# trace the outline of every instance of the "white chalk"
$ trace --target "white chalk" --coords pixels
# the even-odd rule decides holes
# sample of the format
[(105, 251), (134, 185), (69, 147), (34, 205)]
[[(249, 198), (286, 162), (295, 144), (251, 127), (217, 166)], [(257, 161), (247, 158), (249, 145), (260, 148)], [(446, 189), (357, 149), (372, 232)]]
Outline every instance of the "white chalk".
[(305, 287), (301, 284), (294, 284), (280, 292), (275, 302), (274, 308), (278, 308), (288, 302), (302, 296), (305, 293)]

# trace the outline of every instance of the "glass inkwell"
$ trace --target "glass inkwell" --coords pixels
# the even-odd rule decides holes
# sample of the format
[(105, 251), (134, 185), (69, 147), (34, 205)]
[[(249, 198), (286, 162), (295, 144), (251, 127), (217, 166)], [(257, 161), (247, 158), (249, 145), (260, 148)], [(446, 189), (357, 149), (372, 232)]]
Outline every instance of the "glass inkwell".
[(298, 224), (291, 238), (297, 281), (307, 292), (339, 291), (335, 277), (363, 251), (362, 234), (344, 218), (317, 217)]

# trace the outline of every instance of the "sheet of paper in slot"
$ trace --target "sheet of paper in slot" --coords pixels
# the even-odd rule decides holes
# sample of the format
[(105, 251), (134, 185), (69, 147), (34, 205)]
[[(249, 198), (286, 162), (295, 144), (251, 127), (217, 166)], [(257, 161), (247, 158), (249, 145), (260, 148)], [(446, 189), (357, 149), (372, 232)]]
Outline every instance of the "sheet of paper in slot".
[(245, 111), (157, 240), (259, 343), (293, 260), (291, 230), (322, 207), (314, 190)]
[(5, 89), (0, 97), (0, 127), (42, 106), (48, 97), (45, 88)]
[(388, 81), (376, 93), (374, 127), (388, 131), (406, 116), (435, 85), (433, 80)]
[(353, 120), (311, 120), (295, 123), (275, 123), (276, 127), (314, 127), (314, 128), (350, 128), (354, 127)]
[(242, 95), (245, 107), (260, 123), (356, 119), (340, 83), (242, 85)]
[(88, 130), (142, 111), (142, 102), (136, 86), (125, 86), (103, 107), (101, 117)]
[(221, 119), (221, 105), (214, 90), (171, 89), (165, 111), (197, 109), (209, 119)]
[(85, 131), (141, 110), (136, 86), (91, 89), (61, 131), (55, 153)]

Work item: Could you filter the material above and copy each line that holds the word "coords"?

Answer for the task:
$ trace --target "white chalk" --coords pixels
$ trace --target "glass inkwell" --coords pixels
$ trace --target "sheet of paper in slot" --coords pixels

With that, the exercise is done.